THE EXERCISE:
List each line of the records below that contains the string "green", copying every such line in full.

━━ GIVEN ENTRIES ━━

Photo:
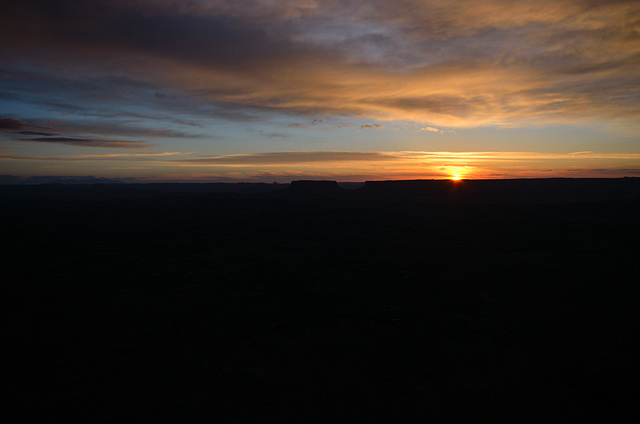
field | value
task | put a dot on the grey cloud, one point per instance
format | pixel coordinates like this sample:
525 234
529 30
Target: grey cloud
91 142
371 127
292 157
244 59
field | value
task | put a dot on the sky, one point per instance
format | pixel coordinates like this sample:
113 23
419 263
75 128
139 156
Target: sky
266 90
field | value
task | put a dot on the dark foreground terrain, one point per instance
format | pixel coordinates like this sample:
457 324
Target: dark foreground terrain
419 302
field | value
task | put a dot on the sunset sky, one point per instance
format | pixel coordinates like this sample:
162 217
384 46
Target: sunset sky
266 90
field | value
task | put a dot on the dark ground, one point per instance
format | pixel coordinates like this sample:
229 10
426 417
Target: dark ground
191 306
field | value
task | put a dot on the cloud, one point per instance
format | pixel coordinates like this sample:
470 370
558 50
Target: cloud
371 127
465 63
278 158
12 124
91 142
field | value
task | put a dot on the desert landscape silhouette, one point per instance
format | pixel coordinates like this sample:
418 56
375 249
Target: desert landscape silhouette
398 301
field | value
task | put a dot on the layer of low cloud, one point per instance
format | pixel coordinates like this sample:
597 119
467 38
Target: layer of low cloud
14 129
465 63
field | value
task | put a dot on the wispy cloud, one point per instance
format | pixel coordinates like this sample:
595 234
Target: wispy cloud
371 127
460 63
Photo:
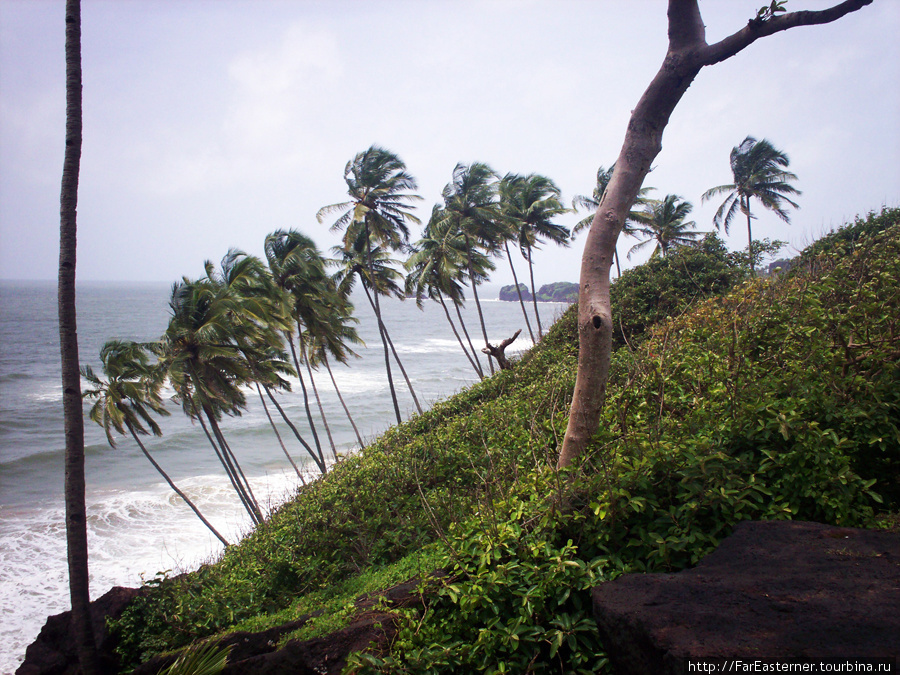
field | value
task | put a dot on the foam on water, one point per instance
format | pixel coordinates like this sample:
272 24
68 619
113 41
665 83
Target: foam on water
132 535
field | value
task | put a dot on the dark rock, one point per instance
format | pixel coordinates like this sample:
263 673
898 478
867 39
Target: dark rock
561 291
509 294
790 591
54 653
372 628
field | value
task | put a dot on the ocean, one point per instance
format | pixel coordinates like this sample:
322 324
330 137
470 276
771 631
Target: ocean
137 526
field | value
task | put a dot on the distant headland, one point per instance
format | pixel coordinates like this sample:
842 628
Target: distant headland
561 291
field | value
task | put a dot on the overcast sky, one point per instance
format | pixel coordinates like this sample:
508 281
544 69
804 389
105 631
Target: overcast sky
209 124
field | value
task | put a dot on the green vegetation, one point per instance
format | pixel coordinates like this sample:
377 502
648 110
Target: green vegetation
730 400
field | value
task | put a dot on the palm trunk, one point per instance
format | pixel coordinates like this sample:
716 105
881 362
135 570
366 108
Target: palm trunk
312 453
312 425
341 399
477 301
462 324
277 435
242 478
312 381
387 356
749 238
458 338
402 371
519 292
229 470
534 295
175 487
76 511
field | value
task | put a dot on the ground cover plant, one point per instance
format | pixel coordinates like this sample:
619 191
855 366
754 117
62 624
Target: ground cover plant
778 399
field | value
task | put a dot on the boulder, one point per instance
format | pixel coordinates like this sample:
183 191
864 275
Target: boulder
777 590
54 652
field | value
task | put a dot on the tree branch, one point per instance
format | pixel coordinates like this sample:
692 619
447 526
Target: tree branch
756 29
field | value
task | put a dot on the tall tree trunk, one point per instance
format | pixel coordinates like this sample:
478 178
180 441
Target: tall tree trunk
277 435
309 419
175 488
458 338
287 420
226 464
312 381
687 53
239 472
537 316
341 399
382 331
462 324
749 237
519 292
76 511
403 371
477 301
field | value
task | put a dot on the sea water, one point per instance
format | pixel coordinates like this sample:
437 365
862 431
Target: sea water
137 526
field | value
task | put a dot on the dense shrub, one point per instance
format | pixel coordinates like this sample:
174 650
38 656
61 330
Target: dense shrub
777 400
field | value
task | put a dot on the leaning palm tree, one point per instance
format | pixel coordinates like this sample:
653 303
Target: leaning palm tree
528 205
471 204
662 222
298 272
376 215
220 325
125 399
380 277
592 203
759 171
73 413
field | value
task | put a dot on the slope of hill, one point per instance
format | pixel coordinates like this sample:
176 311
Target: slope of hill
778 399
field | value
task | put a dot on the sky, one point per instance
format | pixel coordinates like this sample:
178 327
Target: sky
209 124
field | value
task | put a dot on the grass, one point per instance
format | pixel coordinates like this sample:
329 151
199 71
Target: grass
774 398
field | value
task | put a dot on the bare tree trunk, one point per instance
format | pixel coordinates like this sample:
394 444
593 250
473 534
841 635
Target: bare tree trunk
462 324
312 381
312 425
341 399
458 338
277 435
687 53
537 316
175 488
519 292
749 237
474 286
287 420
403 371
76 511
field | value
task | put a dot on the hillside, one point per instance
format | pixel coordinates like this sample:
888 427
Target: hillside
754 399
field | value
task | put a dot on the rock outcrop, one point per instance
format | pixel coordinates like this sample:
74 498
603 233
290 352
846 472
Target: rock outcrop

━━━

RESPONSE TO THIS EXERCISE:
task | put a dot on the green vegetation, one point per instance
Target: green vegetation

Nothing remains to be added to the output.